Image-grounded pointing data
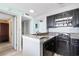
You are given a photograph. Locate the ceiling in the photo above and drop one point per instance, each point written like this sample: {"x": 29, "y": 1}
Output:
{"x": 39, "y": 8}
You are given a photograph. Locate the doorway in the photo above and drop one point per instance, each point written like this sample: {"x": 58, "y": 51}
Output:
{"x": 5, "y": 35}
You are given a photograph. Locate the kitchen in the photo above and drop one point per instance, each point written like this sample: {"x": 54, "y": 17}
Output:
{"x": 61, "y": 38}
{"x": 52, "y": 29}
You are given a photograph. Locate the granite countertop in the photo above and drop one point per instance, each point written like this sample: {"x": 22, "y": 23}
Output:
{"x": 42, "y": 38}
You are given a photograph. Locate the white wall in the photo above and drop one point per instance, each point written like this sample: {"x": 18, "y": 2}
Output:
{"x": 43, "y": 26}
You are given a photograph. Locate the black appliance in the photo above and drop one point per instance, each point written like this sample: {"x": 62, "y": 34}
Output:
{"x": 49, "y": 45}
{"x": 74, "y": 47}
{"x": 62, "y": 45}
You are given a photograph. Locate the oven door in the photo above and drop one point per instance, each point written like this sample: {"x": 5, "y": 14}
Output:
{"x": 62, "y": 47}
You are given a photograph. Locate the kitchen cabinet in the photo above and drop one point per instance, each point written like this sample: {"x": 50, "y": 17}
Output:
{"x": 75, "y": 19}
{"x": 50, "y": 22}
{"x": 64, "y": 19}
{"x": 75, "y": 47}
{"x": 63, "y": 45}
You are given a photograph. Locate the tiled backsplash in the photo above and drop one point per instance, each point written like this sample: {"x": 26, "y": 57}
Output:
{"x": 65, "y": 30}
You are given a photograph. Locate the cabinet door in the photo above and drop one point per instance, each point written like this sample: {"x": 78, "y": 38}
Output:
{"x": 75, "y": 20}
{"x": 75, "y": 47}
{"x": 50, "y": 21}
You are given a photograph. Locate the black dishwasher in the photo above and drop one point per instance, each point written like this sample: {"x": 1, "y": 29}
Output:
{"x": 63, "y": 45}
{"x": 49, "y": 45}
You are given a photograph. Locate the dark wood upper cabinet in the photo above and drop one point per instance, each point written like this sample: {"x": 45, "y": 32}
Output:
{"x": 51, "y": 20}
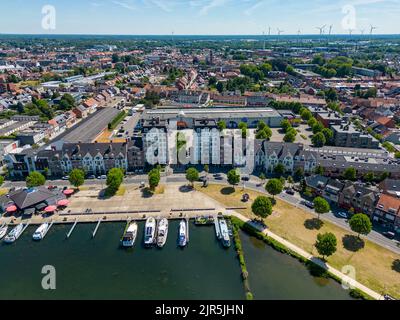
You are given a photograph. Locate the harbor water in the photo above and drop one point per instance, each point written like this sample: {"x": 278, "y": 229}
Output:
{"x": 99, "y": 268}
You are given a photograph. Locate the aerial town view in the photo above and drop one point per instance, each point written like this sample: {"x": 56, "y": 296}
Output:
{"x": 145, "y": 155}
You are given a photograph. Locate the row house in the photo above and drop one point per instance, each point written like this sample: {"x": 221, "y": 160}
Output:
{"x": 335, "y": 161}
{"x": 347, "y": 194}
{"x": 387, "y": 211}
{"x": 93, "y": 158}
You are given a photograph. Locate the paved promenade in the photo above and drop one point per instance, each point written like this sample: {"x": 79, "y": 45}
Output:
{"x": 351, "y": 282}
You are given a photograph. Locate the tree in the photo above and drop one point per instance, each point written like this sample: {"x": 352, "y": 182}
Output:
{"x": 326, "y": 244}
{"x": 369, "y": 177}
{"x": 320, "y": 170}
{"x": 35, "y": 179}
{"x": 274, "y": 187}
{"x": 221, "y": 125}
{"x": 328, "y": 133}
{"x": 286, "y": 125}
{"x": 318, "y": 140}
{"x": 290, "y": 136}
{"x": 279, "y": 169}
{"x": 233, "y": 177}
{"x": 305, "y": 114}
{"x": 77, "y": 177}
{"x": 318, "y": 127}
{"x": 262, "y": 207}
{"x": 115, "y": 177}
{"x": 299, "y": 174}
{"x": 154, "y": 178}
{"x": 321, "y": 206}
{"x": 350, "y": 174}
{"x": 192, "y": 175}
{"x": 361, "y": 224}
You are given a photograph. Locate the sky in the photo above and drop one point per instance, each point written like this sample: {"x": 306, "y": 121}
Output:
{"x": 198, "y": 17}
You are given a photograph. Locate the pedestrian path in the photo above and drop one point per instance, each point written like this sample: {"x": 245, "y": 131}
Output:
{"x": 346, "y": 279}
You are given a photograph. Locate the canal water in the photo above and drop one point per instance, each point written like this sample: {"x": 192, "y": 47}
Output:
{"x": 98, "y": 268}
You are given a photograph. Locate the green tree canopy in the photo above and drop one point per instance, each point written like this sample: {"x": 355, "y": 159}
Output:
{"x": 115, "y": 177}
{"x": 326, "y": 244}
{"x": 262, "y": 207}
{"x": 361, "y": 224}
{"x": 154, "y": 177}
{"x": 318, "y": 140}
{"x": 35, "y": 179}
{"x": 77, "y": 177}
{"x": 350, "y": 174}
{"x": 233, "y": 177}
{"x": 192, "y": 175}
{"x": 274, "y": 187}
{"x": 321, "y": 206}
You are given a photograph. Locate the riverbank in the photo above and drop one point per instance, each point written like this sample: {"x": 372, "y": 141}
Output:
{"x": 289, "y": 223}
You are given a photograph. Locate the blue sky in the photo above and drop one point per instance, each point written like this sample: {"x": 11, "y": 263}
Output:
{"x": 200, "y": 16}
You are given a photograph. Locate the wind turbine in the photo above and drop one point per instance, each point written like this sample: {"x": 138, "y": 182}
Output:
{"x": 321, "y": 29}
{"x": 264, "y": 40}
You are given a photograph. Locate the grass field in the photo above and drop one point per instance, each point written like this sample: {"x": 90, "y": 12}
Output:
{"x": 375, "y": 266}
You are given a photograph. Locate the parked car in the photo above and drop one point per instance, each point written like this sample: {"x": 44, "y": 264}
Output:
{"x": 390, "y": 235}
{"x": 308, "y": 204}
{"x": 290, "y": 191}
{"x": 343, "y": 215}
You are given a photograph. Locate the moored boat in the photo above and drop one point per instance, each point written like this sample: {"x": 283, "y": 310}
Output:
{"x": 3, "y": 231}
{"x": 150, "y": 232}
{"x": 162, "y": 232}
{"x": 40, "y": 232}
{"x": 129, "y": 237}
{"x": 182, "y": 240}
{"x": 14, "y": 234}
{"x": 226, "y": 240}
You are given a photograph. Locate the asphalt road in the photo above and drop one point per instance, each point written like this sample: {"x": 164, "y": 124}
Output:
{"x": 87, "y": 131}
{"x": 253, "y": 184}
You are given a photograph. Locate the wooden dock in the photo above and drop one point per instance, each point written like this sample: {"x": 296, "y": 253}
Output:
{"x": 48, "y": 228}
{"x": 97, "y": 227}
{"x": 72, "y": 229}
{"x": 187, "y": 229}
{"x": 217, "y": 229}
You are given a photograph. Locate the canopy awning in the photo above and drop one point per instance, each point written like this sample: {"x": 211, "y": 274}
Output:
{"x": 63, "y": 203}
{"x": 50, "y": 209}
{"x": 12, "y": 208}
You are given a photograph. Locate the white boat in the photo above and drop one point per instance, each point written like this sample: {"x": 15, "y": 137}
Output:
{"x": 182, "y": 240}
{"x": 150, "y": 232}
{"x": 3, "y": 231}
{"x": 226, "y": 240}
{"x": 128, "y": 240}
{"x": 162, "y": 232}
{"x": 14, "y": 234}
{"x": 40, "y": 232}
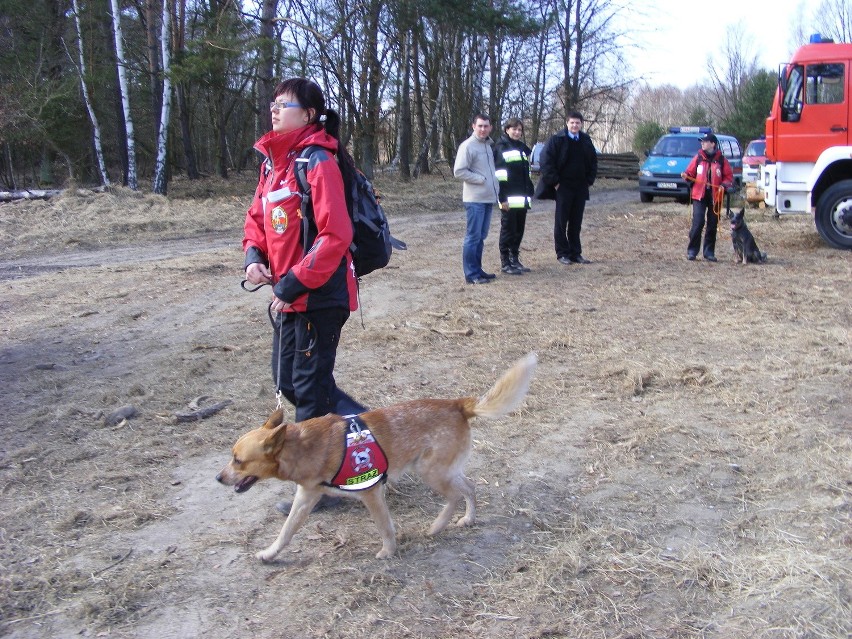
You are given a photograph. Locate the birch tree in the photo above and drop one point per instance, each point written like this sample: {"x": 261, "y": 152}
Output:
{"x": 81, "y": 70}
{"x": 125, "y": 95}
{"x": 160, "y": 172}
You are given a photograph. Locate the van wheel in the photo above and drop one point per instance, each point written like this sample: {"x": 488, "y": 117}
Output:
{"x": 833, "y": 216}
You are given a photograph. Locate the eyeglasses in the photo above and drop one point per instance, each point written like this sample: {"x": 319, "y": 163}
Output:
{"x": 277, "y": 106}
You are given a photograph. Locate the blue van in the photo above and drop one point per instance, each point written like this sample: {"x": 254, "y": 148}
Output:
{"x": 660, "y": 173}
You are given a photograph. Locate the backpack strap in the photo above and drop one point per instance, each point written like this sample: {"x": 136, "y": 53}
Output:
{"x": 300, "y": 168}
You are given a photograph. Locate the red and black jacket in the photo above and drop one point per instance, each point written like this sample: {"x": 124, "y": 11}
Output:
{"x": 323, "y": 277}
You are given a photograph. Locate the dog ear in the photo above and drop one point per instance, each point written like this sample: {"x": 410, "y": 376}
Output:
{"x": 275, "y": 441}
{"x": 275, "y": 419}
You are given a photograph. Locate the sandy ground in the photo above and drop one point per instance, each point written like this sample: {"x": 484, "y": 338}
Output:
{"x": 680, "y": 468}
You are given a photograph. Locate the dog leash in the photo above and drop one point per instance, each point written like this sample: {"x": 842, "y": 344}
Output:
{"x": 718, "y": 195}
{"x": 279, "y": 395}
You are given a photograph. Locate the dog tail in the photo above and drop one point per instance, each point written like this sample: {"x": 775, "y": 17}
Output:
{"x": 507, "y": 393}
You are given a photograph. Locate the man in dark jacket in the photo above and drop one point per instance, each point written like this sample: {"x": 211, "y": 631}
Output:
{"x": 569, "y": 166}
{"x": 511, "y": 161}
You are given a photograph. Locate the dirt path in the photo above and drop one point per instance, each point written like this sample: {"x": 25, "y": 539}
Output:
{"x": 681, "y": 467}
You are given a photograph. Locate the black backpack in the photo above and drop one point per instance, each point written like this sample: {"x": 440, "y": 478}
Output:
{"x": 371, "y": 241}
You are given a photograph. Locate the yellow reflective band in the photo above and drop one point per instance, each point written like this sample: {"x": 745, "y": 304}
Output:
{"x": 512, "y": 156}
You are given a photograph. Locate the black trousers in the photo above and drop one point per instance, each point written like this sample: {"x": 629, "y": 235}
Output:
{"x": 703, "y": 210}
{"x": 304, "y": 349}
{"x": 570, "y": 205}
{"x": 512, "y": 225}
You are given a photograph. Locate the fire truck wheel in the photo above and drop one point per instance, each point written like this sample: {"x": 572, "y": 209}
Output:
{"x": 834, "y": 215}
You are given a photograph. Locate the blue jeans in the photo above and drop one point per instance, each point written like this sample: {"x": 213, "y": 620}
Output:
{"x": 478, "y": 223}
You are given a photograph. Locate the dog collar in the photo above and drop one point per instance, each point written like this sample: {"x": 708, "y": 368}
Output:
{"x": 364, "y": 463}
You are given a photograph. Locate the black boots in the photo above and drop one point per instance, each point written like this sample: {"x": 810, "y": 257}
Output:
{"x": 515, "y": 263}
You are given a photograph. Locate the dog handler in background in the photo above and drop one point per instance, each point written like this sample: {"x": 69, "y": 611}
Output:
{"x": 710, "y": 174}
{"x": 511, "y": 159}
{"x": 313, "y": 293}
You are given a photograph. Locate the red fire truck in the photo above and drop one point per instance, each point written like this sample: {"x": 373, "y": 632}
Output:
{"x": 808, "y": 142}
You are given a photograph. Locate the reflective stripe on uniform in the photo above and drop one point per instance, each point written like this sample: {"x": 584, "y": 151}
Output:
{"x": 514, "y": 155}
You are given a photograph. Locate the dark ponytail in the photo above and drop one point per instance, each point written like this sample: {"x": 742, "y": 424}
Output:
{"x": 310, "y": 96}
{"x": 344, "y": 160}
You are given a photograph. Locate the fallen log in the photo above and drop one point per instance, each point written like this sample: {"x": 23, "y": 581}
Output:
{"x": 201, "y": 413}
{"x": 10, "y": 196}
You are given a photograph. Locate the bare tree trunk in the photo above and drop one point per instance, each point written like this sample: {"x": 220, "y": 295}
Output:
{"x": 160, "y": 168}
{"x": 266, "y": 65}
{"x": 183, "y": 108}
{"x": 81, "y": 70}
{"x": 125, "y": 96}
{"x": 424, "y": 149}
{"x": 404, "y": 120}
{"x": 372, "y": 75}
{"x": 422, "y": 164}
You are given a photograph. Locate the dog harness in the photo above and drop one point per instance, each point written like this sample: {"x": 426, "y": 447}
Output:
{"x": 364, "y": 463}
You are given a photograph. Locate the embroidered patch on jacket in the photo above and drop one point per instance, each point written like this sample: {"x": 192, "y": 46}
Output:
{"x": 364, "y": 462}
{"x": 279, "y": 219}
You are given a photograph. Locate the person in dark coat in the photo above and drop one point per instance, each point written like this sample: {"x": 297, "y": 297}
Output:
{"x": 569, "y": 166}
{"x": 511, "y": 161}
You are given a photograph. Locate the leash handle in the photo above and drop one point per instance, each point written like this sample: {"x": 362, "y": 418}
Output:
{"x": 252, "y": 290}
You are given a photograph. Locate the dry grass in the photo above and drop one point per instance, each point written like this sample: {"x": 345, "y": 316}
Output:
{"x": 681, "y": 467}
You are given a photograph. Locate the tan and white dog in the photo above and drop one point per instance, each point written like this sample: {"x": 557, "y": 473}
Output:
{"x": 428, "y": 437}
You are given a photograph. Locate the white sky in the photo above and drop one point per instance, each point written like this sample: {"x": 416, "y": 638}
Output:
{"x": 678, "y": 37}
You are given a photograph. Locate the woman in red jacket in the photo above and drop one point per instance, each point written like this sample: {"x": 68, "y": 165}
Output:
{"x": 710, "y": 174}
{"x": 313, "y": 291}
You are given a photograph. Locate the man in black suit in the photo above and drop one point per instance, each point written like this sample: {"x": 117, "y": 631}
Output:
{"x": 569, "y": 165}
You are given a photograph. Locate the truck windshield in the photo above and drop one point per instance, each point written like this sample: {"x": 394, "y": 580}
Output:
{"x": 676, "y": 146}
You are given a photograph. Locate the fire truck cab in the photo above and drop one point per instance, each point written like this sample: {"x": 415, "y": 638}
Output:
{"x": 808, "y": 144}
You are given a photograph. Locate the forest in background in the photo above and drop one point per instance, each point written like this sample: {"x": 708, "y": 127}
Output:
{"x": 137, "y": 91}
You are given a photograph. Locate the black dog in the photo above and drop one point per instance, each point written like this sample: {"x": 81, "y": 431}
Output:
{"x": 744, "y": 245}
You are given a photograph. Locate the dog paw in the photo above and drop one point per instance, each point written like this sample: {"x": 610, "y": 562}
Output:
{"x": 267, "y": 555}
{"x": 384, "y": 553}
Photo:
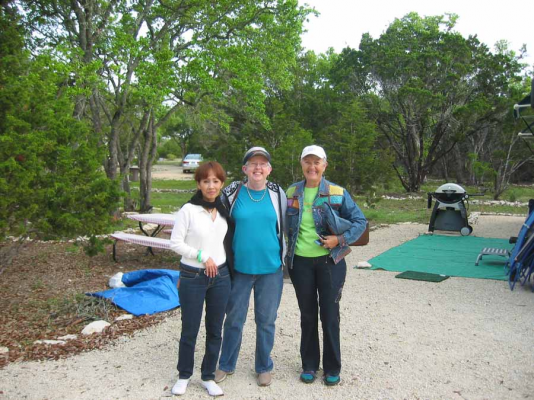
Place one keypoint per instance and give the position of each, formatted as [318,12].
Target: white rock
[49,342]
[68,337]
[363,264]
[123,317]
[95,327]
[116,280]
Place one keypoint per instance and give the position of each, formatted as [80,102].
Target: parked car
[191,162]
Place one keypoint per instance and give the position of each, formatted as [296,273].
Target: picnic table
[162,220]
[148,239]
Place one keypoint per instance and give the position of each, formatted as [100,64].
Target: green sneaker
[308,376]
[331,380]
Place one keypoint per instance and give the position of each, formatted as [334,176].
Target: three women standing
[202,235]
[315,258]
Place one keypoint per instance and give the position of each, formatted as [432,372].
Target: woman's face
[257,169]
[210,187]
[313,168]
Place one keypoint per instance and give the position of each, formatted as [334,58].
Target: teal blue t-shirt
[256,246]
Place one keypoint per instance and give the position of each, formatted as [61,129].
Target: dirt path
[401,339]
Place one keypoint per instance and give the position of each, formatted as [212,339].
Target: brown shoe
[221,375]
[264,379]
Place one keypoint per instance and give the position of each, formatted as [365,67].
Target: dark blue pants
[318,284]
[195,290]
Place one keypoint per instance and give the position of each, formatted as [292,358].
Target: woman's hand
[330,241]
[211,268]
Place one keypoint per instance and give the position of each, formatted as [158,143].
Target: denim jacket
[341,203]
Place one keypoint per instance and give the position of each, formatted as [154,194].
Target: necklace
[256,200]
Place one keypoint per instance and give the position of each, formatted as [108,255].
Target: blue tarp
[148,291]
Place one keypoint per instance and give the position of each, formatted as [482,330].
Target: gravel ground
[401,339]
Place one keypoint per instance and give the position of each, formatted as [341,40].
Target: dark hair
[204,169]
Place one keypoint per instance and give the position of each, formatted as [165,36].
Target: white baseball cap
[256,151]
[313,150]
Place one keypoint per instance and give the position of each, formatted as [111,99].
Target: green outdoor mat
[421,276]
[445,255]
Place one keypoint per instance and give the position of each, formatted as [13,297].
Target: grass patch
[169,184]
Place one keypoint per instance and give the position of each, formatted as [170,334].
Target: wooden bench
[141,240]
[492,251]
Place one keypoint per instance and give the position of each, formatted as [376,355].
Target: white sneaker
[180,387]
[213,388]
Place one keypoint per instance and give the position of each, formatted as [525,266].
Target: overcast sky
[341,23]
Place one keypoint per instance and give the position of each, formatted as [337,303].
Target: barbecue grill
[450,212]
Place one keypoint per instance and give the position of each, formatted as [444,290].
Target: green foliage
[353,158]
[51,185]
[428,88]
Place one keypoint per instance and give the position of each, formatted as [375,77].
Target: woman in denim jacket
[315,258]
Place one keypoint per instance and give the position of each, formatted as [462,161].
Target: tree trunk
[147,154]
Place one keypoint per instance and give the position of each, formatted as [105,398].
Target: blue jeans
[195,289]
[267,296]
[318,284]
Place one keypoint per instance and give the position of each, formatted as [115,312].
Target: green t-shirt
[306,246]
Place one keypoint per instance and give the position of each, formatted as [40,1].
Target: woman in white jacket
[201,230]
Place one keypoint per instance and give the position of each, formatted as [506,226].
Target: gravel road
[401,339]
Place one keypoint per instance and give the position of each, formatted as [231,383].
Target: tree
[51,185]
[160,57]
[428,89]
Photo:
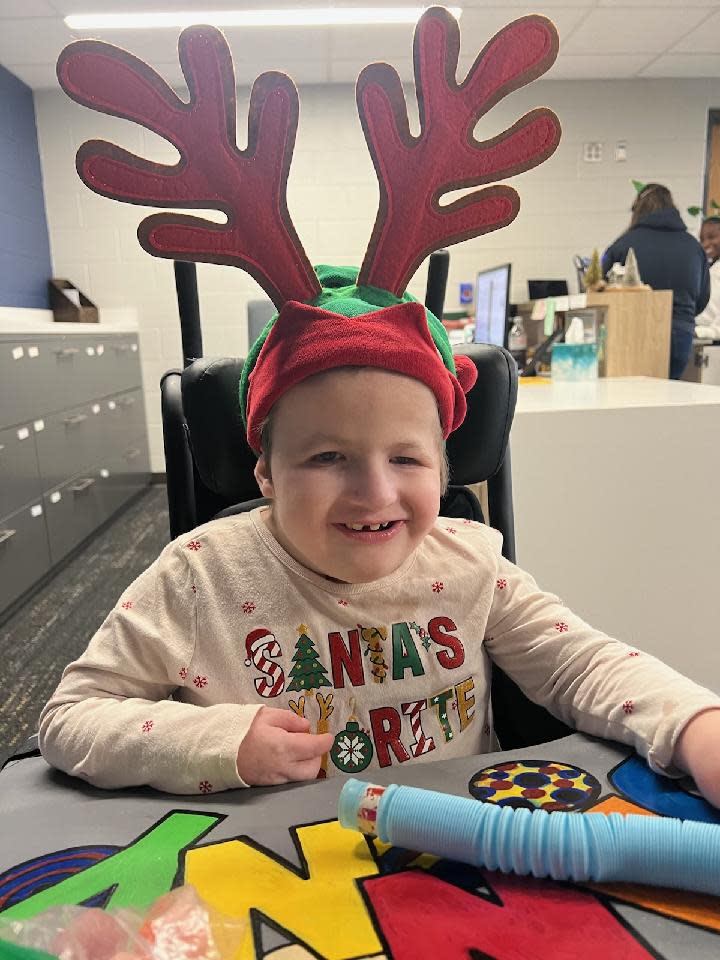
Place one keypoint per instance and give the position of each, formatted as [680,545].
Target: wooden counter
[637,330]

Your assignment —
From the records above, copy every line that includes the word "fire".

Result of this task —
You are given a photograph. Locate the fire truck wheel in the photo above and drop one point per instance, each point written like this sample: {"x": 572, "y": 209}
You are given a photograph. Locate the red fire truck in the photo above and drop one point per instance, each point written like this sample: {"x": 373, "y": 632}
You are given a photograph. Locate the fire truck cab in the photo above and drop one point per instance, each point written like this sample: {"x": 415, "y": 638}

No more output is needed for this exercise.